** START OF Source **

In an effort to "meet the community" I decided to attend a church service, it being Sunday morning, and me with nothing pressing on my schedule. The church at the far end of Main Street, across the tracks and past the cultural center, looked promising. I learned from the website that it has a female minister; it welcomes "those who will ask questions of faith so as to add purpose to their lives," and the social hour takes place before, rather than after, the service. I imagined myself stepping into the fellowship hall perhaps fifteen minutes prior to the service, meeting and chatting with a few friendly people, and then moving on to the service itself.
But that’s not how it came down.
As I approached the little white church from the city hall parking lot across the street, I noticed that the marquee in front said "service at 9:30." (The website said 10:30. Oops.) It was already 10:15. The first door I tried was locked. I heard nothing inside, but there were plenty of cars parked nearby, so I tried the other door. It was open. The minute I stepped inside, the sound of a man’s booming voice reached my ears. I turned the corner, took one glance at the assembled congregation, across the expanse of the fellowship hall, and decided to sit in the lobby where I could hear the sermon perfectly well without drawing attention to myself.

** END OF Source **

**Parts of the exercise:**
• a. In the account of the church visit, what service time did the marquee in front of the church show?
• b. List every clock time that appears in the account of the church visit.
• c. Resume the account of the church visit, starting after its last sentence.

** START OF Data supplied **

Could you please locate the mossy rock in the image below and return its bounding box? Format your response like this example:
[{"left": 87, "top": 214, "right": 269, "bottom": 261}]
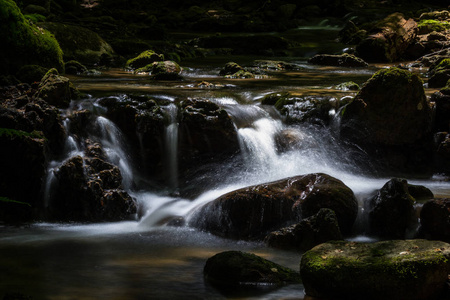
[
  {"left": 428, "top": 58, "right": 450, "bottom": 88},
  {"left": 300, "top": 240, "right": 450, "bottom": 300},
  {"left": 0, "top": 0, "right": 64, "bottom": 74},
  {"left": 17, "top": 65, "right": 48, "bottom": 83},
  {"left": 417, "top": 20, "right": 450, "bottom": 34},
  {"left": 125, "top": 50, "right": 164, "bottom": 69},
  {"left": 203, "top": 251, "right": 300, "bottom": 289},
  {"left": 42, "top": 22, "right": 115, "bottom": 65}
]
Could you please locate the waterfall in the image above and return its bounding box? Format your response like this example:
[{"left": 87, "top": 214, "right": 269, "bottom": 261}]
[
  {"left": 95, "top": 116, "right": 133, "bottom": 190},
  {"left": 164, "top": 103, "right": 178, "bottom": 190}
]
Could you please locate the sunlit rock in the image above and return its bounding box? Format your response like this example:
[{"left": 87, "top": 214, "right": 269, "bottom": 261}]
[
  {"left": 300, "top": 240, "right": 450, "bottom": 300},
  {"left": 191, "top": 174, "right": 358, "bottom": 239}
]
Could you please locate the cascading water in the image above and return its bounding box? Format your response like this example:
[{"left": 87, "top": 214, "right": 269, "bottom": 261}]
[{"left": 164, "top": 103, "right": 178, "bottom": 190}]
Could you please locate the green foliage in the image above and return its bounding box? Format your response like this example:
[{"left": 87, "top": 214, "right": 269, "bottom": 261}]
[
  {"left": 417, "top": 20, "right": 450, "bottom": 32},
  {"left": 24, "top": 14, "right": 47, "bottom": 23},
  {"left": 0, "top": 0, "right": 64, "bottom": 74},
  {"left": 0, "top": 197, "right": 31, "bottom": 207}
]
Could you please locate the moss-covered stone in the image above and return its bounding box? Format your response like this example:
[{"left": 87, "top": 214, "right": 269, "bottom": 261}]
[
  {"left": 125, "top": 50, "right": 164, "bottom": 69},
  {"left": 0, "top": 0, "right": 64, "bottom": 74},
  {"left": 203, "top": 251, "right": 300, "bottom": 288},
  {"left": 300, "top": 240, "right": 450, "bottom": 300}
]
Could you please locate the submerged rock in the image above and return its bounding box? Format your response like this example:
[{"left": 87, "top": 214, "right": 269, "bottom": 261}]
[
  {"left": 264, "top": 208, "right": 343, "bottom": 251},
  {"left": 300, "top": 240, "right": 450, "bottom": 300},
  {"left": 191, "top": 173, "right": 358, "bottom": 239},
  {"left": 203, "top": 251, "right": 300, "bottom": 293},
  {"left": 308, "top": 53, "right": 369, "bottom": 68},
  {"left": 367, "top": 178, "right": 418, "bottom": 239}
]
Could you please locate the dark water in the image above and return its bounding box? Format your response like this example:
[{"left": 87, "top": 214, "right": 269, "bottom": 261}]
[{"left": 0, "top": 26, "right": 450, "bottom": 299}]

** END OF Data supplied **

**Exercise responses:**
• a. 9:30

• b. 9:30, 10:30, 10:15

• c.
The man was discussing a passage in Deuteronomy in which the Israelites are advised to teach their children about God, not just occasionally or during festivals, but every day, through both speech and example. He talked about how much children learn from watching their parents, how busy everyone is nowadays, and how rarely references to God figure in family conversations. He went on the describe how often he had been saved from going down the wrong path by God, how many opportunities had been sent his way, how often he’d been forgiven. It was good stuff, though it was clear to me that the man was expounding rather than working off a script. He kept returning to the same themes—teaching the children, the rush of modern life, the need to be admonished by God. It was like one of those model trains that run on a track high on the wall above the booths in a restaurant—here it comes again!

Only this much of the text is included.